## Set problem
Copy out all of the material below word for word.

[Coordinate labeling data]
##############################

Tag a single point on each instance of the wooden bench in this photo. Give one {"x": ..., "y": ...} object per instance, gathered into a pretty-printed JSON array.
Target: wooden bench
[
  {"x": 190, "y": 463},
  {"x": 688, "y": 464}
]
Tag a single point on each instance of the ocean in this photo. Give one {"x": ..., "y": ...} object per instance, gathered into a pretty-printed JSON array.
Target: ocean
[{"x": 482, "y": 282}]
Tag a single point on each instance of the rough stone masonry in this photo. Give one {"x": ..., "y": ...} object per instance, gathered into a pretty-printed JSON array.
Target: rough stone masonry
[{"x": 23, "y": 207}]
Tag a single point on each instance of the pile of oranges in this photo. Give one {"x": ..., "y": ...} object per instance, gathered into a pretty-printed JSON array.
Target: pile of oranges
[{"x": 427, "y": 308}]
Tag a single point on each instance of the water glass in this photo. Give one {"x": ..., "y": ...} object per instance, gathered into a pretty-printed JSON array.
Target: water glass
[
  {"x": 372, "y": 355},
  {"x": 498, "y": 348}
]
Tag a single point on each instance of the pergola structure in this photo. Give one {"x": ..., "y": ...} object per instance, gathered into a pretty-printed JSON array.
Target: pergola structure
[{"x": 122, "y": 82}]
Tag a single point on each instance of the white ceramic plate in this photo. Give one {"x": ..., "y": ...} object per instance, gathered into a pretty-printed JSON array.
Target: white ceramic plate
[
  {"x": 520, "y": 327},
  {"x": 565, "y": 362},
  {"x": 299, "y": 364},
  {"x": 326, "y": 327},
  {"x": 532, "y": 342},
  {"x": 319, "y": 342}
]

##############################

## Written answer
Tag a single point on each instance of the wooden bench in this photo. Give one {"x": ..., "y": ...} object per instance, gathered into a pretty-printed JSON array.
Target: wooden bench
[
  {"x": 190, "y": 463},
  {"x": 688, "y": 464}
]
Tag a single point on each instance of the ocean in this photo. Give one {"x": ..., "y": ...} object per instance, gathered into a pretty-printed JSON array.
Target: ocean
[{"x": 482, "y": 282}]
Tag a single point on each instance of the rough stone masonry in this photo. Give one {"x": ..., "y": ...} object per instance, gathered into a pretty-printed JSON array.
Target: rough stone masonry
[{"x": 23, "y": 207}]
Tag a single point on each instance of the pile of oranges in this photo. Give one {"x": ..., "y": ...} object per instance, gathered into a pretty-printed JSON array.
Target: pile of oranges
[{"x": 427, "y": 308}]
Tag a single point on each instance of the water glass in this photo. Give one {"x": ..., "y": ...} object per instance, gathered into a pretty-printed JSON array.
Target: water glass
[
  {"x": 372, "y": 355},
  {"x": 498, "y": 348}
]
Tag a single point on each instance of the pergola structure in this photo. Give one {"x": ..., "y": ...} object per instance, gathered into a pretty-printed JSON array.
Target: pergola structure
[{"x": 122, "y": 82}]
Tag a single point on each instance of the white ceramic plate in this photo. Give one {"x": ..., "y": ...} object per instance, gathered into a pretty-printed JSON array.
Target: white ceramic plate
[
  {"x": 520, "y": 327},
  {"x": 565, "y": 362},
  {"x": 299, "y": 364},
  {"x": 326, "y": 327},
  {"x": 532, "y": 342},
  {"x": 319, "y": 342}
]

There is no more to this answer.